_AIM OF THE TASK_. Output every record below exactly as it appears.

_RECORD SET_.
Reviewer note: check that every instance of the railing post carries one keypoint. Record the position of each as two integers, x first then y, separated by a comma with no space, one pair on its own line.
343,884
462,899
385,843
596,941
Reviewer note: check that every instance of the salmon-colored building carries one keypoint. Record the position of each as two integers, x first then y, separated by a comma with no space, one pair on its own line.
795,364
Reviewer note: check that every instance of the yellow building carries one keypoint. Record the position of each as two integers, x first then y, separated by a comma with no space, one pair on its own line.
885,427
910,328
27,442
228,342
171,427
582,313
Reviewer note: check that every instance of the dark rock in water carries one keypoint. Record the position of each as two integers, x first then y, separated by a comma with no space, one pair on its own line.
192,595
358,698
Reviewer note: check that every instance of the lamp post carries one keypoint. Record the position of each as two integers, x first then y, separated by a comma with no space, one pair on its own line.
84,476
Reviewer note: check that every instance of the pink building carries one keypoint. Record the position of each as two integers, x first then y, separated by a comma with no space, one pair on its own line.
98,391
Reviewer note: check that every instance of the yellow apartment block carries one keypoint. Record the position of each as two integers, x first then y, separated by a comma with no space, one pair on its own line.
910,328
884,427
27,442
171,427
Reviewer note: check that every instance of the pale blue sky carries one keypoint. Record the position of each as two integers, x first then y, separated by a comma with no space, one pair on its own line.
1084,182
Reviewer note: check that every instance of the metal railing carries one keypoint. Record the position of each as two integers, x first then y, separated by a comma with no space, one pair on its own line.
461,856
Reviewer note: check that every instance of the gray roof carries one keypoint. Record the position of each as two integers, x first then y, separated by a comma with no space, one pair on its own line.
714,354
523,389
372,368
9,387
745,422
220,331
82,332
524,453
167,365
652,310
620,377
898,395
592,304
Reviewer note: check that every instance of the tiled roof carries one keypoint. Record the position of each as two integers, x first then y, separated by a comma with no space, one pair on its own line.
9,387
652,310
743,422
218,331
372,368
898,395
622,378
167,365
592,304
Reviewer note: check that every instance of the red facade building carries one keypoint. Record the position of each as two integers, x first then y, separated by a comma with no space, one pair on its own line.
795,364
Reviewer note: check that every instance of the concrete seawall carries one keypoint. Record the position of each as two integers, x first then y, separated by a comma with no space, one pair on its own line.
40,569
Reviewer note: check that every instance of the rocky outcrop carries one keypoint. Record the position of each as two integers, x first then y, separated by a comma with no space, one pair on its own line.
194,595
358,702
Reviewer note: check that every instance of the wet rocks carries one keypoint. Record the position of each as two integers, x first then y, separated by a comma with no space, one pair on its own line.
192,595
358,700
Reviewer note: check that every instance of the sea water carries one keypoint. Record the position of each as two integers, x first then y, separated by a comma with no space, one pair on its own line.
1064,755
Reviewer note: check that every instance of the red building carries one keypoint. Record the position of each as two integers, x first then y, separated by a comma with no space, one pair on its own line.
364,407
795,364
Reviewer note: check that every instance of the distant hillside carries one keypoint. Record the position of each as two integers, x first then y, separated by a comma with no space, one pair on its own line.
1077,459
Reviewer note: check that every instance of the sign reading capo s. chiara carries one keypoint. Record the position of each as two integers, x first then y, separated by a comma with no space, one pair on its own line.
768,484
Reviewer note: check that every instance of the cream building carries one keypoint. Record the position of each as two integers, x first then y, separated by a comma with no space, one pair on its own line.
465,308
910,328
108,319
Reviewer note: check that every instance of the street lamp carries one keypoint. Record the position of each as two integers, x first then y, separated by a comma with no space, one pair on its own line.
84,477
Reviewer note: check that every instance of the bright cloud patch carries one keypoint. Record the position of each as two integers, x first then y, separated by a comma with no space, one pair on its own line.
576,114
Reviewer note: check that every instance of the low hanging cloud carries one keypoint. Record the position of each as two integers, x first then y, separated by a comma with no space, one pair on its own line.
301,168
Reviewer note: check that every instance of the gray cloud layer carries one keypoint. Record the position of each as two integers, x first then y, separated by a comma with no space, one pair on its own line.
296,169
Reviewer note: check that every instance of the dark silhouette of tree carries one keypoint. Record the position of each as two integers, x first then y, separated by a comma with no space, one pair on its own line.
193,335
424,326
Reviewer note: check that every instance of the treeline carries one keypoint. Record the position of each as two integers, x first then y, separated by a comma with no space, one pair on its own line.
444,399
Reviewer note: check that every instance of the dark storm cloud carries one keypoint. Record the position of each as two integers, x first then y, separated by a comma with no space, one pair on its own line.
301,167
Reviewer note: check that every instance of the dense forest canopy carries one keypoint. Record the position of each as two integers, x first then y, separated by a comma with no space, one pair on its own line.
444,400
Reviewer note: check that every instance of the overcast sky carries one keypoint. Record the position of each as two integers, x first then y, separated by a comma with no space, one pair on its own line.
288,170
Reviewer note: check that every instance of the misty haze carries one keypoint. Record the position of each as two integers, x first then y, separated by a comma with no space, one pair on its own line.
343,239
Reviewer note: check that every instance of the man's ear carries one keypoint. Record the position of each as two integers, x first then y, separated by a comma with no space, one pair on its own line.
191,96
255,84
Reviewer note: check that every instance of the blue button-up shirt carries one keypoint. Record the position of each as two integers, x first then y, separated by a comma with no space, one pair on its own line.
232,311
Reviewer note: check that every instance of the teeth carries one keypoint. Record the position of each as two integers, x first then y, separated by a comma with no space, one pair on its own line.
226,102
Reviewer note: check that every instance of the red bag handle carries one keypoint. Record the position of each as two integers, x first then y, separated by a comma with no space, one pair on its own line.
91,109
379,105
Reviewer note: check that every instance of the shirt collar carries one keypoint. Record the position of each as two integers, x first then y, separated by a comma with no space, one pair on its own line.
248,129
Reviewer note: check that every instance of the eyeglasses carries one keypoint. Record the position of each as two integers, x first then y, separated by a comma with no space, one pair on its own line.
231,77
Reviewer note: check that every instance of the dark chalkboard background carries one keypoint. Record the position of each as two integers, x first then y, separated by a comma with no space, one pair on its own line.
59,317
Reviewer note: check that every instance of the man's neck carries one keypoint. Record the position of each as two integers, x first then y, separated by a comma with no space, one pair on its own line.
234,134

_COMPLETE RESPONSE_.
Reviewer note: check that every instance of the railing post carries one keypoint. Record the position of each as two integers, x first then y, separated by a comma with no space, one pair on its own line.
343,884
462,899
385,843
596,941
Reviewer note: check that every instance of the salmon-colored building carries one keypoint. Record the position of each as two integers, x first then y, separated by a comma with no space, one pair on its own line.
795,364
Reviewer note: check that every instance of the yellow building carries one keypoint. Record the position of each as two integers, x first then y, separated by a comma with no space, one pair on its own line.
885,427
910,328
27,442
228,342
171,427
582,313
Reviewer note: check that every instance of the dark rock in water carries one keypoint. Record the position of each as two integers, x first then y, separated by a comma with no space, one pair on its own line.
192,595
358,698
Reviewer note: check that every instance of the lamp post carries one keypoint. Record the position of each as two integers, x first then y, separated by a comma with no space, one pair on its own line.
84,476
Reviewer note: check that every instance of the pink building carries one keypoint. Record the position of each as two integers, x first then y, separated by a comma with no space, one pair on its own line.
98,391
Reviewer note: check that every instance of the yellow apartment block carries one keypoint. Record the position of each as two integers, x first then y, separated by a comma with no space, one pair on its own line.
910,328
884,427
27,442
171,427
Reviewer note: check that every instance of the pale blue sky carries one keypoint. Record the position of each as two integers, x first then y, separated by a comma with no space, one pair on its own line.
1084,182
Reviewer note: check that every instance of the metal railing carries one keypoint. Record the position of each as two integers, x first then y, separated by a comma with no space, one pair on its own line.
461,856
Reviewer note: check that every instance of the gray roof carries one keypoint. Record the position of each as two integers, x first then y, separated by a comma with no space, one pair on its own line.
714,354
523,389
372,368
9,387
745,422
220,331
82,332
524,453
167,365
652,310
620,377
898,395
592,304
Reviewer note: check that every instance of the tiled roof carries one keypoint. Record the position of each as two integers, x first then y, separated by a comma with no space, one pair on its own line.
9,387
652,310
743,422
218,331
372,368
898,395
622,378
167,365
592,304
Reviewer note: check that every instance of the red facade building carries one keypoint. Record the position of each as two integers, x first then y, separated by a comma with no space, one pair on its own line.
795,364
Reviewer note: check that every instance of the concrete seawall carries one keypoint. Record the position of each as two integers, x first then y, separated by a comma with no space, one pair on its own line.
40,569
Reviewer note: check that every instance of the rocky outcrop carries one keypoint. Record the position of each as two integers, x first then y, separated by a comma with no space, one pair on its own line.
194,595
358,702
Reviewer note: check that every instance of the wet rocks carries one keypoint. Record the position of each as two integers, x first then y, separated by a comma with no space, one pair on its own line.
192,595
358,700
Reviewer note: check that every instance of the sea water carries one keypoint. Record the position of each as two integers, x first then y, separated by a comma with no space, one pair on its own line.
1064,755
Reviewer note: check that every instance of the red building carries one keypoint. Record the position of each as two integers, x first then y, separated by a comma with no space, one pair on its own line.
364,407
795,364
Reviewer note: check that every instance of the distant hillside carries one keypoint. Record the position of each as two integers, x first then y, separated by a comma with no space, one pair on its own line.
1077,459
Reviewer note: check that every instance of the sign reading capo s. chiara carries one keypoint. Record the position of each as two integers, x first then y, separated by a comma with no space, one pair on its own line.
768,484
Reviewer note: check that every instance of the cream building carries one keypoint. Record the position of each as two integers, x first then y, separated by a comma with no space, one pair on its own line.
465,308
910,328
108,319
Reviewer note: check that every instance of the street lamp carries one keypoint. Record the position of each as two integers, x first then y, separated by a comma with no space, one pair on its own line.
84,477
Reviewer note: check that every instance of the bright cloud patch carries one keypoint. Record the position of each as two integers, x first then y, separated by a comma with no space, one pair on its own line.
576,114
Reviewer note: check that every instance of the low hanging cloud carries one keypoint. Record the position of each as two integers, x first then y, separated by a comma with no space, one pair on its own line.
301,168
Reviewer note: check that every instance of the gray cloud layer carries one keypoint. Record the position of each as two integers, x first then y, separated by a comma with no space, one pair on its own line.
296,169
Reviewer note: check that every instance of the dark silhouette of tree carries one keypoint. Record the position of each as two integers, x first then y, separated by a comma with no space, one pair on its own line.
193,335
424,326
Reviewer note: check that every instance of the treeline carries one keypoint. Record the position of each as two integers, x first then y, separated by a comma with no space, one pair on its own line.
444,399
Reviewer note: check that every instance of the dark storm cloud carries one keypoint. Record the position of each as two integers, x first then y, separated by a comma with no space, one pair on its own line.
301,167
Reviewer note: check that every instance of the dense forest canopy carries one keypoint. Record the position of each as two integers, x first then y, separated by a comma with no space, one pair on its own line.
444,400
Reviewer note: check that every instance of the overcast sky carries one keypoint. Record the position of each as two integers, x first then y, separated by a comma with no space, one pair on its own line.
288,170
Reviewer note: check that every instance of the misty haze carries one keypoint. Record the position of each as two integers, x first then y, separated by a comma with no space, one pair on its own line.
343,239
Reviewer note: check that every instance of the man's ear carries one keypoint. Record the position of each as two integers, x first then y, separated by a comma with no space, one pair on its own line.
191,96
255,84
Reviewer note: check that every instance of the blue button-up shirt carries one keypoint. Record the position of each as two integers, x first then y, separated by a comma with no space, one pair on its own line.
232,311
Reviewer note: check that every instance of the teeth carries one keypoint. Record the position of each as two integers, x first then y, separated by a comma with no space, one pair on its own line.
226,102
Reviewer note: check that every instance of the red bag handle carries one keypoint. Record the position of each as two integers, x first then y, separated by a comma with no space, one pair on its own line.
91,109
379,105
Reviewer note: check that every instance of the shirt collar carries one keypoint. Record the position of each as two integers, x first then y, separated by a comma with no space, one pair on its own line.
248,129
Reviewer note: check that every instance of the eyeglasses carries one keypoint. Record the position of each as two integers, x first then y, separated by a comma with no space, one pair on its own line.
231,77
Reviewer note: check that every instance of the dark chalkboard background carries one keypoint. Record the position of each as two integers, x first then y, separated by a comma with no space, one pair on its own line.
59,317
Reviewer note: check that every instance of the man's neck carries one keypoint. Record the position of each as two integers, x first then y, separated by a comma with no space, one pair on its own line.
234,134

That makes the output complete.